▶ [Bounding box annotation entries]

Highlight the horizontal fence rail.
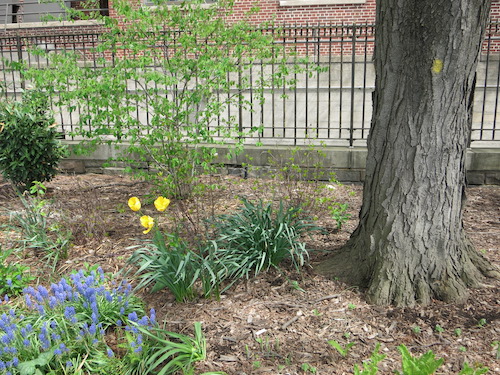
[0,23,500,147]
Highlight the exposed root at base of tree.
[315,239,500,307]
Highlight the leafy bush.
[397,345,444,375]
[210,199,320,279]
[10,189,72,269]
[24,0,314,197]
[0,91,65,189]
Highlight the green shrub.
[0,91,64,189]
[210,199,320,279]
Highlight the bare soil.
[0,174,500,375]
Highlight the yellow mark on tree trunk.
[432,59,443,74]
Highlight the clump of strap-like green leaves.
[25,0,306,197]
[125,199,320,302]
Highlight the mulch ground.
[0,174,500,375]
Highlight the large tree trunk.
[318,0,499,306]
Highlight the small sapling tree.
[26,0,299,197]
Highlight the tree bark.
[318,0,500,306]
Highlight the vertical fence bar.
[316,23,321,138]
[479,32,491,141]
[339,25,344,139]
[349,24,357,147]
[14,35,26,90]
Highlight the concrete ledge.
[60,141,500,185]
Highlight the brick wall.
[227,0,376,24]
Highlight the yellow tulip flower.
[128,197,141,211]
[141,215,155,234]
[155,197,170,212]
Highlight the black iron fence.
[0,23,500,147]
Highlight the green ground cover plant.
[0,268,215,375]
[9,181,72,270]
[0,246,35,297]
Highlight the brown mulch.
[0,174,500,375]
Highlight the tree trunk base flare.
[315,237,500,306]
[317,0,500,306]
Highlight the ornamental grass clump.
[0,269,212,375]
[210,199,321,279]
[128,197,212,302]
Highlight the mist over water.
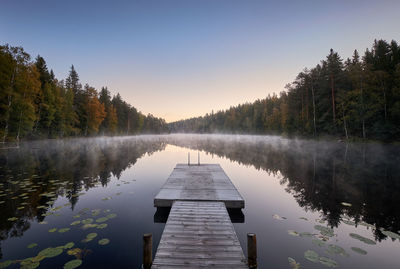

▶ [REQUIRED WORK] Collect every line in the entries above that contains the string "ground", matching case exactly.

▶ [IN RESPONSE]
Highlight the mulch ground.
Highlight the green ground cover plant.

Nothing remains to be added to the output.